§ **Things to do**
(a) Return the stretch of the Bugzilla RAG write-up from "I found these" through "protection does matter.", copied word for word.
(b) List the goals the Bugzilla RAG write-up sets out for the local database.
(c) Extend the Bugzilla RAG write-up, picking up right after its last sentence.

§ **Source extract**
◇ ◇ ◇

Building a Local Bugzilla RAG System

My goal was to build a local database that could:

Ingest my ~4GB Bugzilla database
Answer questions or give advice on new bugs based on historical ones
Run offline on my openSUSE Tumbleweed machine, which is equipped with 64GB RAM and an AMD Ryzen 7 PRO 7840U

Naturally, my first idea was to build a standalone LLM like GPT. But fine-tuning an LLM on custom data is resource-intensive—a massive understatement. When I started to fine-tune an LLM on my laptop, I let the process run for a full week, and it reached only 1%. Using cloud-based services or investing in powerful new hardware were not options. Also, the problem with standalone LLMs is that they may hallucinate or generate inaccurate information, especially on domain-specific topics. The other disadvantage of using LLMs is that they are static; once trained, they don’t know anything that happened afterward.

After several spectacular failures and frustrating dead ends, I figured out that I better try out Retrieval-Augmented Generation (RAG). RAG is considered better than other approaches involving natural language generation because it combines the strengths of Pre-trained Language Models (for fluent generation and reasoning) and External Knowledge Retrieval (for up-to-date, grounded information).

RAG retrieves relevant documents from a knowledge base (database, vector store) and uses them to anchor responses in actual facts. As no retraining is needed, it is easier and cheaper to maintain domain-specific knowledge, which as a bonus, can be updated anytime.

I found these three articles interesting on the subject:

Downloading Bugzilla Records for Offline Use

I’ve written a small utility to download all Bugzilla records into a local database. This is especially useful for teams who need to analyze historical bug data without exposing their sensitive data to online services. After all, data protection does matter.

The script uses the Bugzilla REST API and supports full dataset extraction, including bugs, comments, and metadata. It’s designed to be robust, simple, and easy to customize for different Bugzilla setups.

◇ ◇ ◇

§ **Extracted records**
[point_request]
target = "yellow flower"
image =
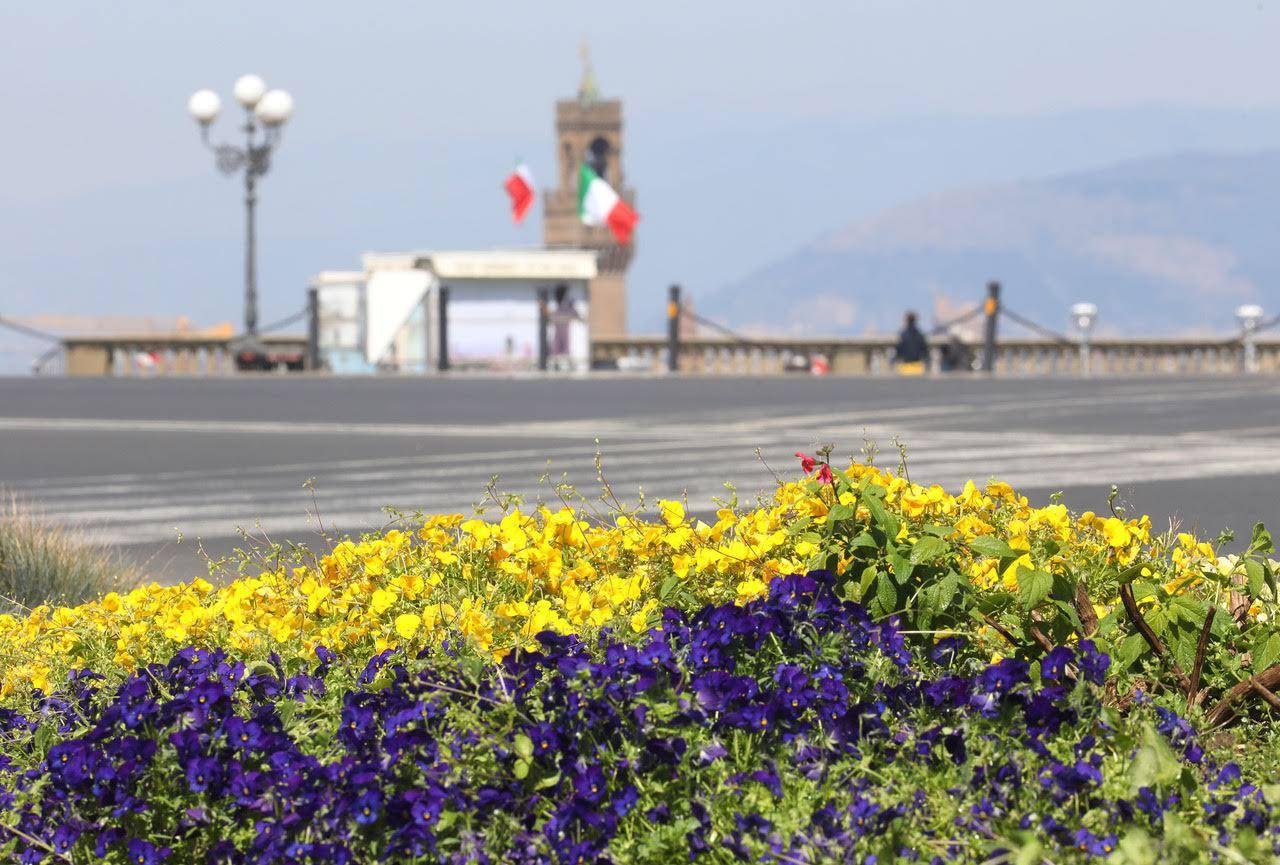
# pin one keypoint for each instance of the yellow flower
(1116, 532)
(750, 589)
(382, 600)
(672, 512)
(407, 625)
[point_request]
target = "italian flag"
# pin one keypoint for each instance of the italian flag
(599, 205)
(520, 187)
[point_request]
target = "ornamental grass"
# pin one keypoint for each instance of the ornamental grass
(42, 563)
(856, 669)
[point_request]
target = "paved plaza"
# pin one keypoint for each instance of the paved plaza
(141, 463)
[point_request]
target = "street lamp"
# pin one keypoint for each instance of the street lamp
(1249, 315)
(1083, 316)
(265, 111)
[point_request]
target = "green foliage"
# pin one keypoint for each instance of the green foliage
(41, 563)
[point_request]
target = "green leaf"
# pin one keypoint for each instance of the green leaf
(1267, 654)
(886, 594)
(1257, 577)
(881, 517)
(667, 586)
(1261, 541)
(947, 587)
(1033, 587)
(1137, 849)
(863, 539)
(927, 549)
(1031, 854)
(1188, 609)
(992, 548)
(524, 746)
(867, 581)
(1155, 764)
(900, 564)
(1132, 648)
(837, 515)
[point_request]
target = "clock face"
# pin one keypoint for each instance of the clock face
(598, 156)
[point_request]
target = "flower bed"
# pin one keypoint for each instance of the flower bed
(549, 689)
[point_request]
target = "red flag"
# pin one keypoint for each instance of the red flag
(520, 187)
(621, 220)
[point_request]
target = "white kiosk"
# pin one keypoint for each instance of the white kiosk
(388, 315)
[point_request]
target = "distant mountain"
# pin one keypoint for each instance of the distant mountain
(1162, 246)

◇ ◇ ◇

§ **Results for each task**
(a)
I found these three articles interesting on the subject:

Downloading Bugzilla Records for Offline Use

I’ve written a small utility to download all Bugzilla records into a local database. This is especially useful for teams who need to analyze historical bug data without exposing their sensitive data to online services. After all, data protection does matter.

(b)
- Ingest my ~4GB Bugzilla database
- Answer questions or give advice on new bugs based on historical ones
- Run offline on my openSUSE Tumbleweed machine, which is equipped with 64GB RAM and an AMD Ryzen 7 PRO 7840U

(c)
You can find it here: github.com/bzoltan1/download-bugzilla

It is important to note that this script may be extremely slow. Also, there is a reason why the API keys are an array. Some Bugzilla servers have limitations for API keys. For such servers, and if the Bugzilla database is huge, it is safer to have ten or even more keys.

$ python ./download_bugzilla.py

This command creates a bug_reports.json file with all the Bugzilla records.

Convert Bugzilla records to Chroma Database

The next step is to index Bugzilla bug reports stored in local JSON files into a Chroma vector database for semantic search and retrieval.

Chroma is useful because it lets me search and organize text data based on meaning, not just keywords. In our case, it means I can search Bugzilla bug reports and find similar ones, even if they don’t use the exact same words.

Instead of just indexing text like a traditional database, Chroma turns each bug report into a vector (a list of numbers that represent its meaning). This allows it to compare bugs by their content, which is helpful for finding duplicates, related issues, or patterns.

It’s fast, works well with large datasets, and is easy to use in Python. It’s a good choice for building a smarter search or analysis tool using Bugzilla data.

The process involves:

Loading the bug_reports.json file.
Flattening each bug into a plain text “document.”
Creating embeddings using sentence-transformers.
Storing them in a local Chroma vector DB.

$ pip install -U chromadb sentence-transformers langchain-community langchain-chroma langchain-huggingface langchain-ollama $ python ./index_bugs_to_chroma.py

The code is from here: https://github.com/bzoltan1/download-bugzilla/blob/main/index_bugs_to_chroma.py

Run a Local LLM

Ollama is an easy solution with full models like Mistral, Llama3, or Phi. And Ollama is available on openSUSE Tumbleweed:

$ sudo zypper in ollama $ sudo systemctl enable ollama $ sudo systemctl start ollama

Make a Simple Query Interface (RAG Retrieval + Generation)

Finally, I needed a simple script that lets me ask questions in plain English about my Bugzilla bug reports and returns smart, helpful answers.

Here is the code: https://github.com/bzoltan1/download-bugzilla/blob/main/query_interface.py

$ python3.13 query_interface.py Ask a question about the Bugzilla data (Ctrl+C to exit):

Prompt:

It works by finding the most relevant Bugzilla records using a vector search (based on meaning, not just keywords), then feeding those to a local language model (Mistral via Ollama) to generate a response.

The result is a Retrieval-Augmented Generation (RAG) system that gives answers grounded in your actual data, all running locally from the command line.